* DATA SUPPLIED:

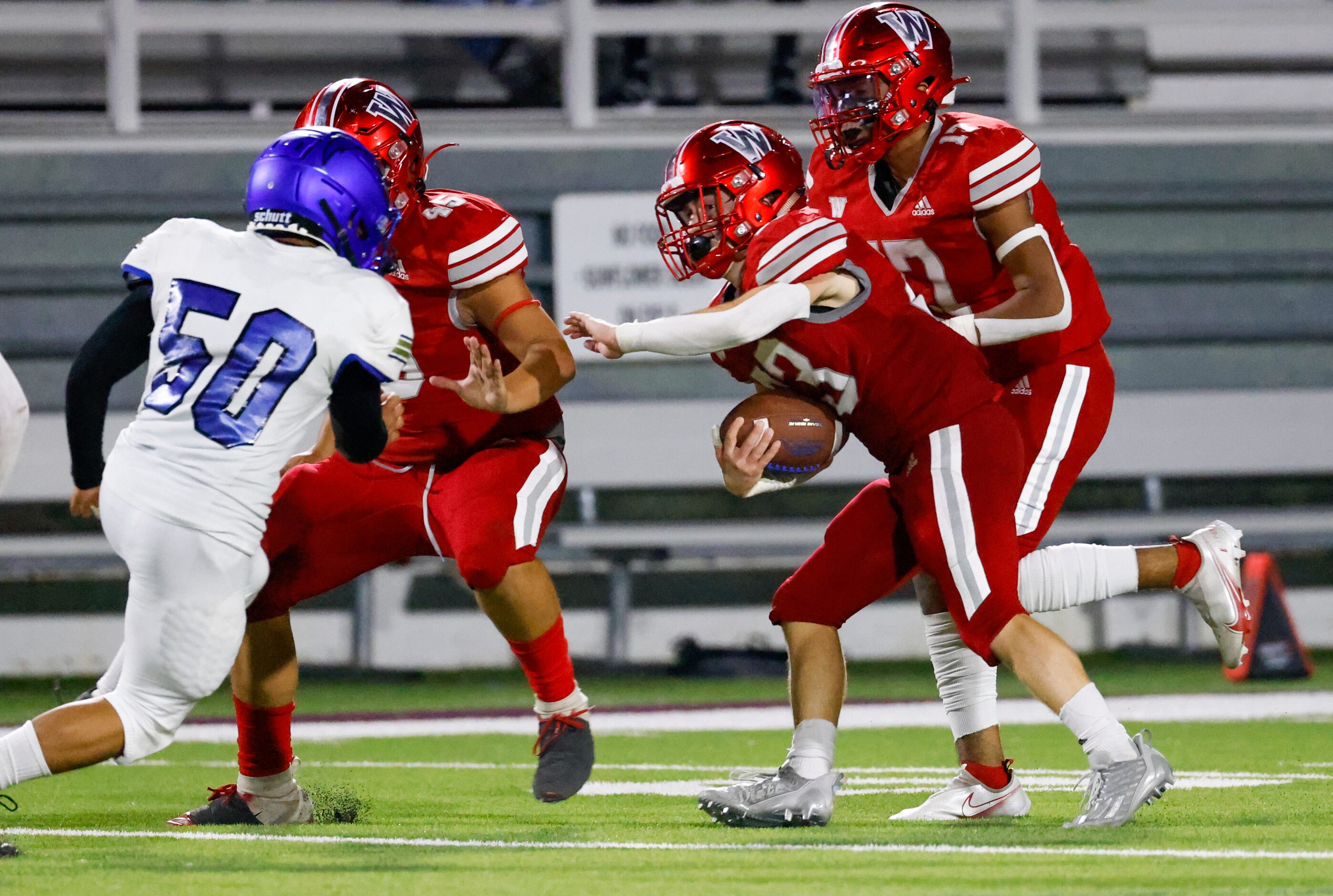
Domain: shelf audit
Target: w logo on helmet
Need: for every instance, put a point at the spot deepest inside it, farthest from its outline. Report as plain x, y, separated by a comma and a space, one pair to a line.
911, 26
391, 107
746, 139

* PROMPT: Can you rewrite the material with "helmet" replaced by "cap" and everything else left unchanged? Omit the pictures.

* EXERCISE SOLUTION:
Domain: shelf audit
Target: w logo on cap
Need: for every instance, put a point at the spot deepest inside it, farthest from its outline. Report as plain x, y, separated by a comma and a space, one pair to a line.
911, 26
391, 107
746, 139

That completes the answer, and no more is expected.